Aim:
Show every line of the items below that contains the word "brown", matching case exactly.

Dataset entries:
┌──

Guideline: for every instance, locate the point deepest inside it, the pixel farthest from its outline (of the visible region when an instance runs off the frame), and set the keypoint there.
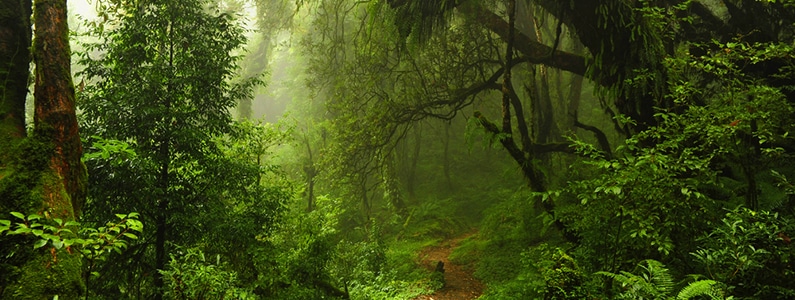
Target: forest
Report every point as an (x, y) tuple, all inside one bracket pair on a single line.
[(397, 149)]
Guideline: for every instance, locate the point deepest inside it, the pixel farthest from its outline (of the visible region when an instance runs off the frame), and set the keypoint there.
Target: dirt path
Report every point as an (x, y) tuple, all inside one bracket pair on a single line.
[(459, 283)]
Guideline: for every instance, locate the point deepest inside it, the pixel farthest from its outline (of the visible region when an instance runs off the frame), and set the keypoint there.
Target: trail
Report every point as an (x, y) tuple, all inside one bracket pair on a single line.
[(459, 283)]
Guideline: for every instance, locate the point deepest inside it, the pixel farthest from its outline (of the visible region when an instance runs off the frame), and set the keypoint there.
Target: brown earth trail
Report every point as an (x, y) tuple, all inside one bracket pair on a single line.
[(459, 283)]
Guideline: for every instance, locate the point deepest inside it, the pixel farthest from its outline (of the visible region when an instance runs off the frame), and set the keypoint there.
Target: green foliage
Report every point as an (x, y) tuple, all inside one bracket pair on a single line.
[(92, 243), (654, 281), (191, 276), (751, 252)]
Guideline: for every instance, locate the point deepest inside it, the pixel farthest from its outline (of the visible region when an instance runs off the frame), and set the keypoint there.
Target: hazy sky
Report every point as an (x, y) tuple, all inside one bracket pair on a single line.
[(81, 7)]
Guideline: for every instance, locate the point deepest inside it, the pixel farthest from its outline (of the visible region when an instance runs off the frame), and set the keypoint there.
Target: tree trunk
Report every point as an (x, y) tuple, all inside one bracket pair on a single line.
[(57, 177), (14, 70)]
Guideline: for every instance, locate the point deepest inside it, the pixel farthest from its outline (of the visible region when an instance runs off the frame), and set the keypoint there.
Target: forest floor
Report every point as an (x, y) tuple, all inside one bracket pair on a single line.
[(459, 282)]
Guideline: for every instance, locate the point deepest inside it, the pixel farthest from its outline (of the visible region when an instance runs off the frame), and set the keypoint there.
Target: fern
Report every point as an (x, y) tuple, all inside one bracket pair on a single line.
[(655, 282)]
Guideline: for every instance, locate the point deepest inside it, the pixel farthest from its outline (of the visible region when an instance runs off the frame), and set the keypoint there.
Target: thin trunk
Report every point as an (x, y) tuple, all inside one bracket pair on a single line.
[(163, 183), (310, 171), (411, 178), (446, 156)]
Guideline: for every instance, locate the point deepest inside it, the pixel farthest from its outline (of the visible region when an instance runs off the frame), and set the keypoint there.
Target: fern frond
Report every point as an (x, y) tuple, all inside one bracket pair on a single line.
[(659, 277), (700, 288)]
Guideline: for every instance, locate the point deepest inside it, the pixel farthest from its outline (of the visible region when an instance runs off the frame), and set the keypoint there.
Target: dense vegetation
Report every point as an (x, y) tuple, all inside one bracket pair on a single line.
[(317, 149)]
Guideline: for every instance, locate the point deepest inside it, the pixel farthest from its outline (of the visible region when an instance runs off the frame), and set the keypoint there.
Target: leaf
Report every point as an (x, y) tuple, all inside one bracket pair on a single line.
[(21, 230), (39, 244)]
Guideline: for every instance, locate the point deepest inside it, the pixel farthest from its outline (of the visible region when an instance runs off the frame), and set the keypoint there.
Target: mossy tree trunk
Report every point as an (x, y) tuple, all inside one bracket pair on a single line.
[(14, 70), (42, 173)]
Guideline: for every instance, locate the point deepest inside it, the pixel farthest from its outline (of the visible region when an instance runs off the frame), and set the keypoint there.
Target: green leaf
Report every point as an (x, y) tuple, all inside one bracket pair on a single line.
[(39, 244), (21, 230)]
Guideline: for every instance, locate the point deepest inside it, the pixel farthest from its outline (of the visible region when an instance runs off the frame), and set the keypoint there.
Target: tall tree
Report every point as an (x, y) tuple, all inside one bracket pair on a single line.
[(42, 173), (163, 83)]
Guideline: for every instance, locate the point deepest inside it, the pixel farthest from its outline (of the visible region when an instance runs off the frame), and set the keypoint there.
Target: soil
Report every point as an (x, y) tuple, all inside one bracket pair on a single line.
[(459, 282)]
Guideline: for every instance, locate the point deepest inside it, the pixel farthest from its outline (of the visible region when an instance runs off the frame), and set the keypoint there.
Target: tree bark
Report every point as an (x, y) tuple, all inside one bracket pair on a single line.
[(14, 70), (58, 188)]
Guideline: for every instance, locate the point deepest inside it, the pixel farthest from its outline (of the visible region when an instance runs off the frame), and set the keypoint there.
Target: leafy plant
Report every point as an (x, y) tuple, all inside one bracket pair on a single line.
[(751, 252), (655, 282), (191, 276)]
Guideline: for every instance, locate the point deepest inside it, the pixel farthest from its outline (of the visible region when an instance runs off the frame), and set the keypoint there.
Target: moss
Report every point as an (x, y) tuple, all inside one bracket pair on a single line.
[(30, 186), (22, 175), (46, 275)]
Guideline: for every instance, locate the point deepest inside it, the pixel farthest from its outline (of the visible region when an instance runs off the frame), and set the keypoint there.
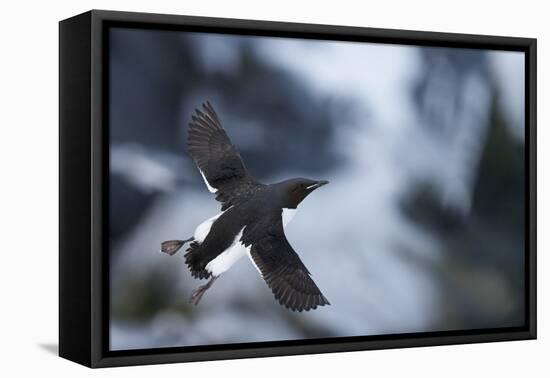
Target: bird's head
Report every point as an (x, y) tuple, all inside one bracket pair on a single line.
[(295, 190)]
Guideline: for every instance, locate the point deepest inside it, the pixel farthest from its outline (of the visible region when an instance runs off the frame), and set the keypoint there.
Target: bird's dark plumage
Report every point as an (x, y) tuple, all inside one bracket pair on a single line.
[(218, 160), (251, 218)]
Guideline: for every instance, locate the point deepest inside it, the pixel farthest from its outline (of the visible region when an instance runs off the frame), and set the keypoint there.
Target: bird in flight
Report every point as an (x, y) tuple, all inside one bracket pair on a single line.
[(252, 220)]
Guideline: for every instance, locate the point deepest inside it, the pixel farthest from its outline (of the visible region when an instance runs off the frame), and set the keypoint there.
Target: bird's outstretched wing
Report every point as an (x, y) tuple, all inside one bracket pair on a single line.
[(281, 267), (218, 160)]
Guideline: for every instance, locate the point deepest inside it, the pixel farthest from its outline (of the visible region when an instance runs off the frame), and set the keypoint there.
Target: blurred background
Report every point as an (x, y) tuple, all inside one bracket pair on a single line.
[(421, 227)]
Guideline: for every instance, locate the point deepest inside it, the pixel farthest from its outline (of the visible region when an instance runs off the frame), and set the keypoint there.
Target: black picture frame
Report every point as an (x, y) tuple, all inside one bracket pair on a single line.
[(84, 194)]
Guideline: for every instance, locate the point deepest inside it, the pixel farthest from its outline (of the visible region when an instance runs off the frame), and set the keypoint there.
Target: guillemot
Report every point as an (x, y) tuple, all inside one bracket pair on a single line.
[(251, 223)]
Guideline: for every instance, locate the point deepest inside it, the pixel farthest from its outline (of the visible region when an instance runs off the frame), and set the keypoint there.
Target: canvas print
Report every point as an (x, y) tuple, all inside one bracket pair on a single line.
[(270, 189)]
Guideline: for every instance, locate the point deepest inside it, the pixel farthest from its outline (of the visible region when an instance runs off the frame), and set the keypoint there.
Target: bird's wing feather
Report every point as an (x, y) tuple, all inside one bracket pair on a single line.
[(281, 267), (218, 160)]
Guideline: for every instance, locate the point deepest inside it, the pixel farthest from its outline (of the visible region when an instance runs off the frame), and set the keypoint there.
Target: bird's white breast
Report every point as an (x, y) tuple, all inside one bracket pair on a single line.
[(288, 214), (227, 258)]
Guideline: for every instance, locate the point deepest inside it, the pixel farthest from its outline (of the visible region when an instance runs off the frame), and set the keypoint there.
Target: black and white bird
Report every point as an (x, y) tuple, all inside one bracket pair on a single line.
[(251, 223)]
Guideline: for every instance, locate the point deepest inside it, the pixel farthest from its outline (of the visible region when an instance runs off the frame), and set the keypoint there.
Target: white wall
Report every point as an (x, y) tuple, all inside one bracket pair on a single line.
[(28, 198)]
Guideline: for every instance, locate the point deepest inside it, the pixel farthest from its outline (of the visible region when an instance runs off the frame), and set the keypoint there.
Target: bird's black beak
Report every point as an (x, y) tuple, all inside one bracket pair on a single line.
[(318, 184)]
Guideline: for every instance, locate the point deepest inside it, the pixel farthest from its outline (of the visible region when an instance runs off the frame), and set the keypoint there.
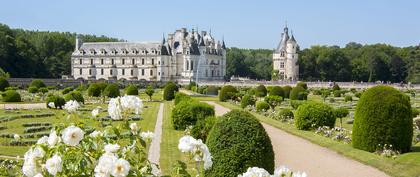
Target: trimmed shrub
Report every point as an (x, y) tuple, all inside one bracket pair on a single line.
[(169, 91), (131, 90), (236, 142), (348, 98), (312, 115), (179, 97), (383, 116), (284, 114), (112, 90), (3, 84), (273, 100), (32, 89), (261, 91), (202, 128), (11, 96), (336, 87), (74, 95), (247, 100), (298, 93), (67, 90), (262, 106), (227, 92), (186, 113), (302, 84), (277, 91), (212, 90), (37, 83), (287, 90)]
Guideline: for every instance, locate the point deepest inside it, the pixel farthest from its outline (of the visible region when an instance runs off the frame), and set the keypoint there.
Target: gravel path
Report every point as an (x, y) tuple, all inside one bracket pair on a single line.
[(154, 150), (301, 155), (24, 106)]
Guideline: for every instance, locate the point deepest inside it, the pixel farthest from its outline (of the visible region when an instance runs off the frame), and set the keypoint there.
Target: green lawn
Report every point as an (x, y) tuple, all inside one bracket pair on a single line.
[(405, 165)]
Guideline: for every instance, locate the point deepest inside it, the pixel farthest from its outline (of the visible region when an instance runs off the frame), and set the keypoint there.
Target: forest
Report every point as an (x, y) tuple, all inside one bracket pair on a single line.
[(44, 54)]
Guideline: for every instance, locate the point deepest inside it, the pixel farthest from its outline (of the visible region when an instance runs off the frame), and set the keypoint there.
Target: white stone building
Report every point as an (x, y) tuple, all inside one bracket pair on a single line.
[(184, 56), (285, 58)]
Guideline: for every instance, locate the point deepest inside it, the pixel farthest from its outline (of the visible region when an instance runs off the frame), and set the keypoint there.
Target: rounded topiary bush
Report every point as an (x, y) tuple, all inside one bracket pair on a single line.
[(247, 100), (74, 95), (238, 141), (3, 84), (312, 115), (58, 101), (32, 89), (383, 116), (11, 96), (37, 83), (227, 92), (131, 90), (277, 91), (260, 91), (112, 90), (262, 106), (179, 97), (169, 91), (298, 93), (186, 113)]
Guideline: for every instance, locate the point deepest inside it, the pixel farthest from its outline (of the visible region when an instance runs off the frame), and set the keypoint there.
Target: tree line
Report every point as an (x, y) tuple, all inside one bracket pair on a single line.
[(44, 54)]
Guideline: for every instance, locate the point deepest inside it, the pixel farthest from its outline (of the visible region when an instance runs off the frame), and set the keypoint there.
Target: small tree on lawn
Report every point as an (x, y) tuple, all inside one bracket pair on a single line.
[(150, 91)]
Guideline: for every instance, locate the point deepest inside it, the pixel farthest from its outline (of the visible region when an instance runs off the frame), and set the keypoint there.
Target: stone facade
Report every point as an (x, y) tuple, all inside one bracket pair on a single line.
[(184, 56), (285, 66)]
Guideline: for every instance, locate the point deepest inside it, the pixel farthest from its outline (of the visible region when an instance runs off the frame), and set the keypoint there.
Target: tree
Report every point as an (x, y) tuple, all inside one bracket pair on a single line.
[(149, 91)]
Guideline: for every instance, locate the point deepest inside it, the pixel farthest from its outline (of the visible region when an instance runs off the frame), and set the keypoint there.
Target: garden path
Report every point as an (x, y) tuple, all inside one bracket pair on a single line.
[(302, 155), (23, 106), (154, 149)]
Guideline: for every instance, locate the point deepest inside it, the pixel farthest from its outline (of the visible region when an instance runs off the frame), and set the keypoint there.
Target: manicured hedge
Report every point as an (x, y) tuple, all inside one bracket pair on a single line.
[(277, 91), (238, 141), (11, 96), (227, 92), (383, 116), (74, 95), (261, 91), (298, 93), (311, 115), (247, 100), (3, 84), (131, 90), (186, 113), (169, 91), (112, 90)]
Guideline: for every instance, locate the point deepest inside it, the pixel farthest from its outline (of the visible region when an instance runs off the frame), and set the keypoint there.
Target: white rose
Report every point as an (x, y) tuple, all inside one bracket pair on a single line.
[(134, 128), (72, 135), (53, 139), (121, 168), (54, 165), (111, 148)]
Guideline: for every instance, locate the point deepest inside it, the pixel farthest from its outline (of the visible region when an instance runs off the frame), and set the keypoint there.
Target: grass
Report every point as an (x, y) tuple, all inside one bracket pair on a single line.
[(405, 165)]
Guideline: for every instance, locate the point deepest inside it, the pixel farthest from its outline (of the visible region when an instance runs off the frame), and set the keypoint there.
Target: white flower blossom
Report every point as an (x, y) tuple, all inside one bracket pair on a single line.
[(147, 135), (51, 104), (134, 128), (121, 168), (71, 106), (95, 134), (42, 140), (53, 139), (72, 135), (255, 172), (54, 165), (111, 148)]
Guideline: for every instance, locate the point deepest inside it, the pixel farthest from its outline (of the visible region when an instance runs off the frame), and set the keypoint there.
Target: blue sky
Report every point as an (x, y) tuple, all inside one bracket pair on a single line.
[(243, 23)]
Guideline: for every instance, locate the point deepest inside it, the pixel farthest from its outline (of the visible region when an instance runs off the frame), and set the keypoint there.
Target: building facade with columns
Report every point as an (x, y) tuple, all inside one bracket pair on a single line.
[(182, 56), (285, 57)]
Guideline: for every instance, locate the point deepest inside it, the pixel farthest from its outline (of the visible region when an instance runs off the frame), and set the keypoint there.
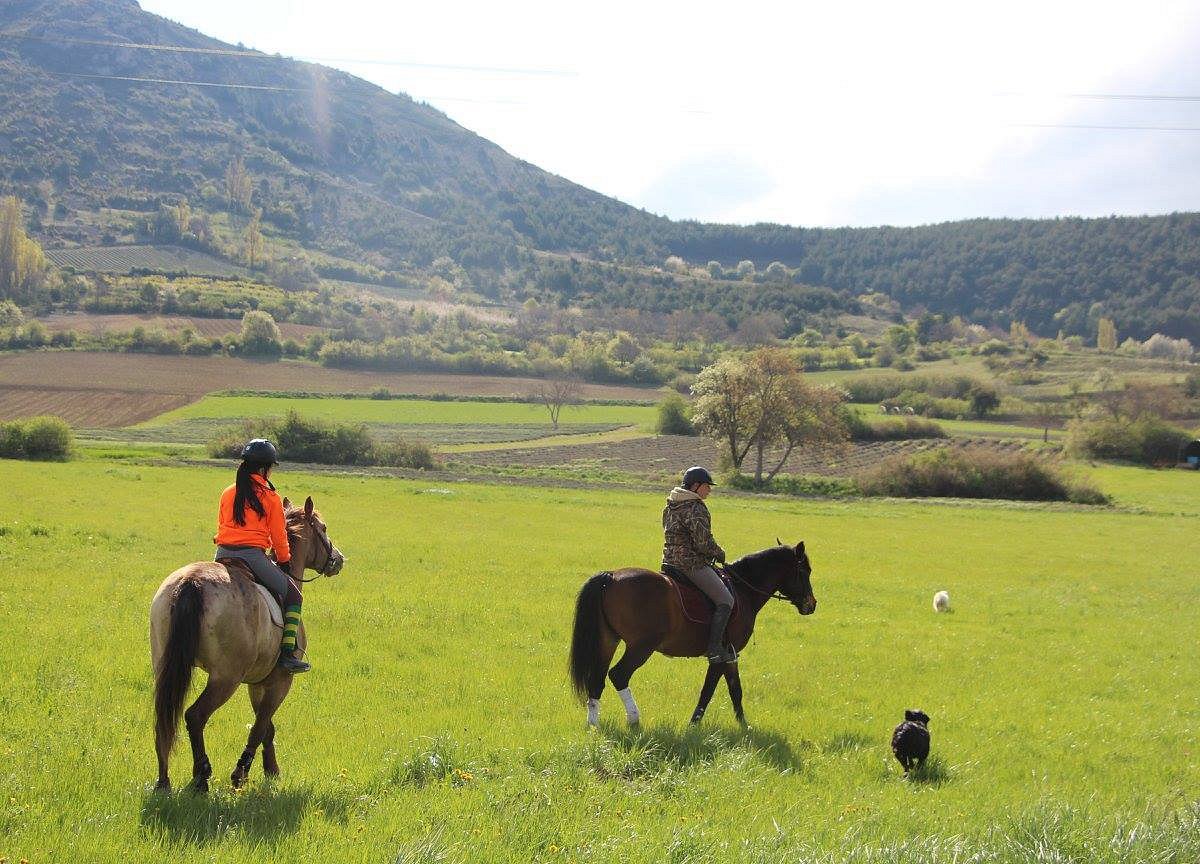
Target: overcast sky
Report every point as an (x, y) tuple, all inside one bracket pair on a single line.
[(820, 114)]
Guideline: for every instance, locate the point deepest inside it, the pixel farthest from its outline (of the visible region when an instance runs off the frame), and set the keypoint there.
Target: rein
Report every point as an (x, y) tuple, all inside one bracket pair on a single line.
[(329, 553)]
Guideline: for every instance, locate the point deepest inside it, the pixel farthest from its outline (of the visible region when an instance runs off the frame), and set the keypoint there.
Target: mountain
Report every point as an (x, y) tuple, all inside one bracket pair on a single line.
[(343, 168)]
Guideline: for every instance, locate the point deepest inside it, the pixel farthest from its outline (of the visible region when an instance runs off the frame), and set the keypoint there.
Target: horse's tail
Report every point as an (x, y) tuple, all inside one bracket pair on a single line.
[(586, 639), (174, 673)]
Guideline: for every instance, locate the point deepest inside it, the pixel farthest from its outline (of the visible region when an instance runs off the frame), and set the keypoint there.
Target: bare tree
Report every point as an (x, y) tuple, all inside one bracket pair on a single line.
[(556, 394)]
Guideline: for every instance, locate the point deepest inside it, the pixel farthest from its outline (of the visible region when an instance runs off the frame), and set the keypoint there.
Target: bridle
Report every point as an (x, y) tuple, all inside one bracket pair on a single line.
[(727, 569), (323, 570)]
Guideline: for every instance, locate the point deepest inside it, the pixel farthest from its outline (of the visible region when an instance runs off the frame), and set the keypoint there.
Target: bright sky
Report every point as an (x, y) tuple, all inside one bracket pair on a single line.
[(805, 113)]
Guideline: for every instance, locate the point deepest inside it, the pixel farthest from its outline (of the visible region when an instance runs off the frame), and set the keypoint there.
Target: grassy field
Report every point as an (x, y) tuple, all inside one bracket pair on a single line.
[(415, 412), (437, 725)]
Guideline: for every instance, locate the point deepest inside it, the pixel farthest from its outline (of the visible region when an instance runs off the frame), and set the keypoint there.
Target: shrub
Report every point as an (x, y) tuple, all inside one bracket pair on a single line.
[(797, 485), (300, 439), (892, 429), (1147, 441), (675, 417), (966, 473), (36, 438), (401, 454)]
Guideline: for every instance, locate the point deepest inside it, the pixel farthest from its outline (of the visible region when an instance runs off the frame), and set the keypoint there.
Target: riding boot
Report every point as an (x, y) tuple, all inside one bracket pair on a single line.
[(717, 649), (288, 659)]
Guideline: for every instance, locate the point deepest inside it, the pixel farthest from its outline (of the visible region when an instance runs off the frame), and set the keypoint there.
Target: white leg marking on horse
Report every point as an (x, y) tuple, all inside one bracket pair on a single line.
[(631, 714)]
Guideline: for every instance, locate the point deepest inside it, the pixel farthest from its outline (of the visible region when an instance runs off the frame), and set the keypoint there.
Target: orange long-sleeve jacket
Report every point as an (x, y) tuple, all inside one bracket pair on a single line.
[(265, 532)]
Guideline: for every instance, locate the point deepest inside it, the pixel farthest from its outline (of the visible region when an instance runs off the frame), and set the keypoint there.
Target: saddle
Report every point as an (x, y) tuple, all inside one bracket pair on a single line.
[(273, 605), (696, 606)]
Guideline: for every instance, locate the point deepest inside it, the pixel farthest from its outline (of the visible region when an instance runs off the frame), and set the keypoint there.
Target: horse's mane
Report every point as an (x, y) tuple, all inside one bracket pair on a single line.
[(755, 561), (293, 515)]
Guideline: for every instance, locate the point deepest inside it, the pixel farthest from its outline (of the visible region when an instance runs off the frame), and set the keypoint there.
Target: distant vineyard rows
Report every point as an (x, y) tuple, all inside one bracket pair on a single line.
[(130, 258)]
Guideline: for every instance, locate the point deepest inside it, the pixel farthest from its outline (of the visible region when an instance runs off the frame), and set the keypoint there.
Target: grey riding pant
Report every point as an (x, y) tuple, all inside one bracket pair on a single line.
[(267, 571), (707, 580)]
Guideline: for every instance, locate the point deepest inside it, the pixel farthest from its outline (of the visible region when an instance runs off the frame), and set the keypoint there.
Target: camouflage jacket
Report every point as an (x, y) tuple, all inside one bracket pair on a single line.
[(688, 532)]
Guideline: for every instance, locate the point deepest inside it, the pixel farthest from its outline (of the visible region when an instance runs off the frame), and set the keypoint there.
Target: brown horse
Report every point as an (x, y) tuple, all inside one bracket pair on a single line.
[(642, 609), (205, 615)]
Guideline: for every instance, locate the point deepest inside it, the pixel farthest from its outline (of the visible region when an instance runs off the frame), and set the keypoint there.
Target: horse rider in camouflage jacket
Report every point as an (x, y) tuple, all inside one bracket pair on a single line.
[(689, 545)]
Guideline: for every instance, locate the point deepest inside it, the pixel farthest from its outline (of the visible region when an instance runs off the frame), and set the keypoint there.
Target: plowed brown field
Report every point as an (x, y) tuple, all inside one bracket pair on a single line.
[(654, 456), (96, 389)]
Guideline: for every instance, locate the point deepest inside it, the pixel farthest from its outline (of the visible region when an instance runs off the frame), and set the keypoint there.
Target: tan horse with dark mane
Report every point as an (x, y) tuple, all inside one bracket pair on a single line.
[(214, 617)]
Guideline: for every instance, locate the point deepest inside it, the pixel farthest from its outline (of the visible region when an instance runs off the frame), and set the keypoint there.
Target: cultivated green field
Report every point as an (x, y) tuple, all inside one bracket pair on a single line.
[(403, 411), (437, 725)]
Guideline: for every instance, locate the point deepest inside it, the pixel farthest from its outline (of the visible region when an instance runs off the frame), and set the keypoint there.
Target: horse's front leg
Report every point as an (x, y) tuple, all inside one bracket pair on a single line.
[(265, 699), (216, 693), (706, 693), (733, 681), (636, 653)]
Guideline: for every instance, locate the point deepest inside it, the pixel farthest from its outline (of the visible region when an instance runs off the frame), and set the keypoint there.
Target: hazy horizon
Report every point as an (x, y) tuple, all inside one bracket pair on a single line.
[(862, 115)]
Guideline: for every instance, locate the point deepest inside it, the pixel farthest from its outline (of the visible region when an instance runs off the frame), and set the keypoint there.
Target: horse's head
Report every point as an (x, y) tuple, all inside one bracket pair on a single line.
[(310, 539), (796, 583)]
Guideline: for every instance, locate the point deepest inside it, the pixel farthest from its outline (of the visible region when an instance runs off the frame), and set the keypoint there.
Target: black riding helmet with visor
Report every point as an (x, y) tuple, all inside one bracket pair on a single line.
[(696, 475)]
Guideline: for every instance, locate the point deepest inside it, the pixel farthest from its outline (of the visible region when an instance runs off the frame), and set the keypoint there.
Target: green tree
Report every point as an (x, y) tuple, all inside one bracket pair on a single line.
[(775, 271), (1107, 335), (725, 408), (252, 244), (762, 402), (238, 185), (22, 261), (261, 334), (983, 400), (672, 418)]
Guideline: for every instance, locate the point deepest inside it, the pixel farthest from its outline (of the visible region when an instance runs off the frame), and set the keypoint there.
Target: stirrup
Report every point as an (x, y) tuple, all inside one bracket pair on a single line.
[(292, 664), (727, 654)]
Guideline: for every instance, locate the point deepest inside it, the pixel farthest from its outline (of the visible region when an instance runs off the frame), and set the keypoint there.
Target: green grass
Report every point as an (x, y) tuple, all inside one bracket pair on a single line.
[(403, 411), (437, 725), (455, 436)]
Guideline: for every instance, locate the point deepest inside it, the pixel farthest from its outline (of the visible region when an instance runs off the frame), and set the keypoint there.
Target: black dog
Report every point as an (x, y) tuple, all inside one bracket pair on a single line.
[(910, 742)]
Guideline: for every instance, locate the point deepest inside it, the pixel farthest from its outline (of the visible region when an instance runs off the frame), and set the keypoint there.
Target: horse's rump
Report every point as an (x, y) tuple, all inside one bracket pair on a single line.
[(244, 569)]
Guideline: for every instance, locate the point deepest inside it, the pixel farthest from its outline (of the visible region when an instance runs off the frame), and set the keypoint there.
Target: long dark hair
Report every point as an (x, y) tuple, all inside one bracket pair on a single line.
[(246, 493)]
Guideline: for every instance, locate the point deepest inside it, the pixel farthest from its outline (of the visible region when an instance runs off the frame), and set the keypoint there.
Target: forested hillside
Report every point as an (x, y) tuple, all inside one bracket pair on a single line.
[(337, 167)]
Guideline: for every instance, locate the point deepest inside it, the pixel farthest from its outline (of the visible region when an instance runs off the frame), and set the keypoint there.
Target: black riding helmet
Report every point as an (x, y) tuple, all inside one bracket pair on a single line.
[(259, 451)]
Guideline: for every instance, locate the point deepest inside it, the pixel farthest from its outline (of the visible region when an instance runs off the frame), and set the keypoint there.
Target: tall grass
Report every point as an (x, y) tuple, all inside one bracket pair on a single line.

└──

Completed exercise:
Target: brown earth trail
Target: brown horse
Target: plowed brown field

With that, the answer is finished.